Work to be completed: Reproduce word for word the portion of the book review that runs from "A Canadian writer" to "her very best.".

Excerpt:
-- -- --
A Canadian writer new to us, Ottawa's Dorothy Speak, produced in Object of Your Love a splendid collection of nine provocative stories about women attempting to live lives independent of "their men," who invariably abuse or ignore them. Speak doesn't always avoid monotony, but several of her stories stab at you with crystalline force, and the best of them, "Summer Sky: White Ship," traces the emotional unravelling of a woman who marries into a family of violent men and cannot escape their influence, with a concentrated fury reminiscent of Munro at her very best.
Alice Munro's chief rival for the short-story throne, the Anglo-Irish master William Trevor, offered one of his finest novels in Death in Summer. This is the perfectly constructed story of an avaricious widower who had married for money, who is himself exploited in a manner that simultaneously confirms, mocks, and transforms his curiously amoral nature. As is usually the case in Trevor's novels, the reader is drawn into totally unexpected complicity with a deeply flawed fictional character who turns out to he not all that different from ourselves. No living writer surpasses Trevor at this particular kind of alchemy, and he has never practiced it more skillfully than in this radiant novel.
-- -- --
[Saved entries]
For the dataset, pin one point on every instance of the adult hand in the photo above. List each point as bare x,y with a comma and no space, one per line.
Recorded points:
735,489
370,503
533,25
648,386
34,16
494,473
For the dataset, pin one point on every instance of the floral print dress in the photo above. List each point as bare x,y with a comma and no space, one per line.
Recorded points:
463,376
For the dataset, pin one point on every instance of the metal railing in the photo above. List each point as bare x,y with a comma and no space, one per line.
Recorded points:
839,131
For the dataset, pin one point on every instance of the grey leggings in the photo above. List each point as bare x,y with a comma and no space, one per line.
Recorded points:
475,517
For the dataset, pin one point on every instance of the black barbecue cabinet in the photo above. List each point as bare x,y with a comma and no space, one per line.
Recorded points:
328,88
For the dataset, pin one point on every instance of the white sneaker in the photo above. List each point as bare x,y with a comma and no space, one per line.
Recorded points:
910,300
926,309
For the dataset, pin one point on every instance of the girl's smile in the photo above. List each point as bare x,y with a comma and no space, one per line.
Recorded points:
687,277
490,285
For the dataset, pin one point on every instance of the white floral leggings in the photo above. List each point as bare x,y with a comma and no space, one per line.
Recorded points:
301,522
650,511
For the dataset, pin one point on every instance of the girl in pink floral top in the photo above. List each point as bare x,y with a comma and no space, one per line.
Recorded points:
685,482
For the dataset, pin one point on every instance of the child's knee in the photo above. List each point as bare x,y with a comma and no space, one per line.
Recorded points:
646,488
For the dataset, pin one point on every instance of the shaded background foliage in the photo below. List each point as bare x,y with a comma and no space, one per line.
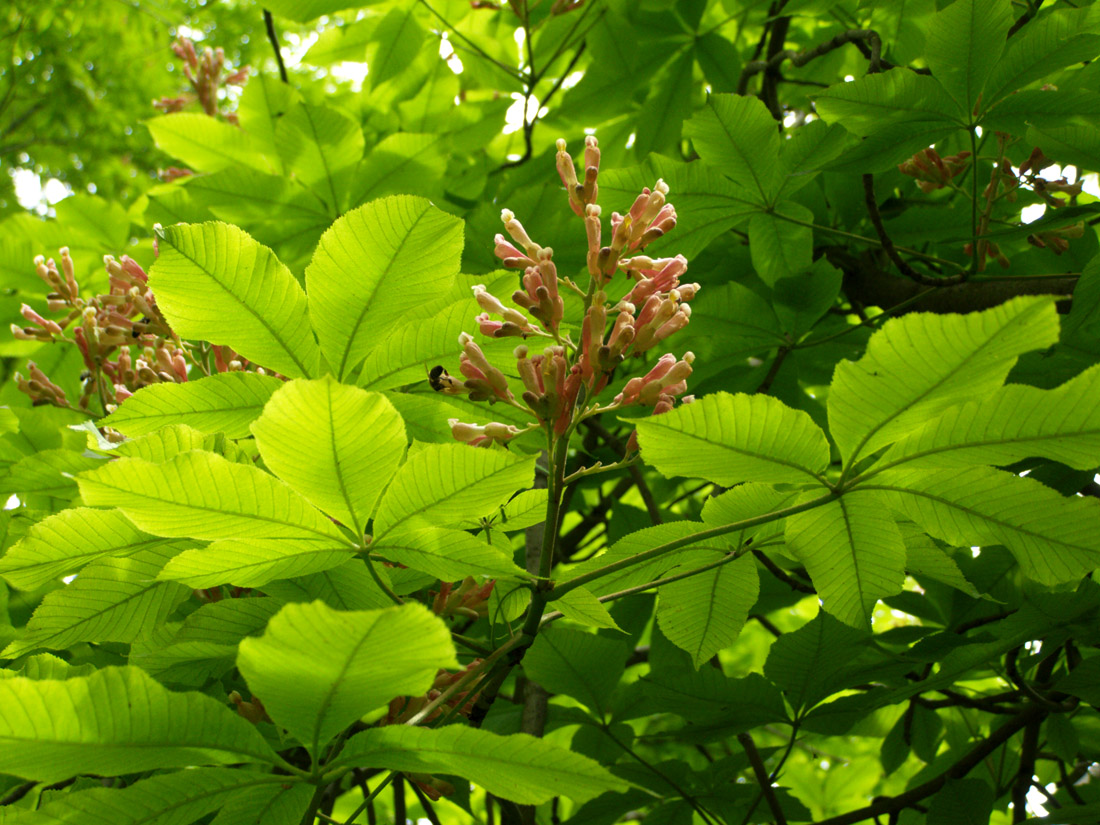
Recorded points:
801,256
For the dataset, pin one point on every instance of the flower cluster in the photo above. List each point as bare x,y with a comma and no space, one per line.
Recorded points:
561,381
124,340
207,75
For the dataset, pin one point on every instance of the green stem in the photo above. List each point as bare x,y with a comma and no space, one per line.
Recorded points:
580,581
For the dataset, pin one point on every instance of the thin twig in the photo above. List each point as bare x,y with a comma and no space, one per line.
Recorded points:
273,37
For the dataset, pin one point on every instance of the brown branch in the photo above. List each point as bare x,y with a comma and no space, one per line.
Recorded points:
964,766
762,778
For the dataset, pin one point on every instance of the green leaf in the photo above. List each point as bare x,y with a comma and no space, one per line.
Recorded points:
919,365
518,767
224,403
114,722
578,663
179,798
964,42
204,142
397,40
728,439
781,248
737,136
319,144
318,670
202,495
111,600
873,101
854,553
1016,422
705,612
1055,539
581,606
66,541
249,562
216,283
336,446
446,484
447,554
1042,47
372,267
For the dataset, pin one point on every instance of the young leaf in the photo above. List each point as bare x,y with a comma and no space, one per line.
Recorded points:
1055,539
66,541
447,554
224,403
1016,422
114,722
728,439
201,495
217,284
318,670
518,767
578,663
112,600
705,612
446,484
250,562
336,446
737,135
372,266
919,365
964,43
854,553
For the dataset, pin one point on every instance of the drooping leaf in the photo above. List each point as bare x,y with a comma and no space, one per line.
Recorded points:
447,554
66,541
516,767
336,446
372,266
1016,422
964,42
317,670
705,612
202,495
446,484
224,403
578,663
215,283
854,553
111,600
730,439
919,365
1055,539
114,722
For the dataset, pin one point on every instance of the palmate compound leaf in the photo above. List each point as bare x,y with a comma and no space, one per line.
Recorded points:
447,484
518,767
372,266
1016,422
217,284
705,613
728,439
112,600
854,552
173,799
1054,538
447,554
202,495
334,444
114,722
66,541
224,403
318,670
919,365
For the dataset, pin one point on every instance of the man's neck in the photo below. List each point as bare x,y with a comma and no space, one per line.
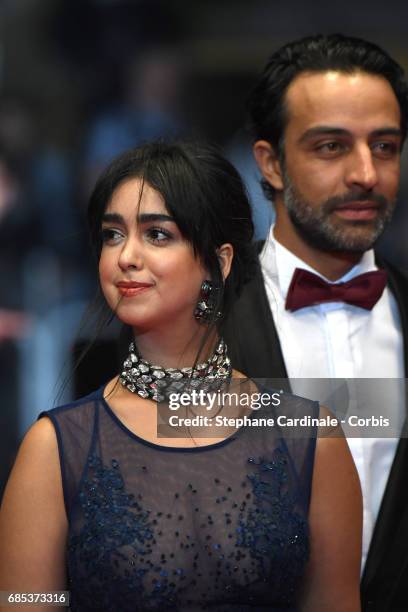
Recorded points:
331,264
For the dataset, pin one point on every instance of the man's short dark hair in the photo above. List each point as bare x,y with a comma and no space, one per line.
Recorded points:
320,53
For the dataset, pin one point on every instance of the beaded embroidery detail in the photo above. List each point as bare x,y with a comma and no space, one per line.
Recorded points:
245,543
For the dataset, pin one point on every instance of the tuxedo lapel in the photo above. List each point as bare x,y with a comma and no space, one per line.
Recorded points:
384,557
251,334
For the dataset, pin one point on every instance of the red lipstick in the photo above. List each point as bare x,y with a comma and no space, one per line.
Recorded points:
-- -- --
Response to the task:
A Canadian writer new to us, Ottawa's Dorothy Speak, produced in Object of Your Love a splendid collection of nine provocative stories about women attempting to live lives independent of "their men," who invariably abuse or ignore them. Speak doesn't always avoid monotony, but several of her stories stab at you with crystalline force, and the best of them, "Summer Sky: White Ship," traces the emotional unravelling of a woman who marries into a family of violent men and cannot escape their influence, with a concentrated fury reminiscent of Munro at her very best.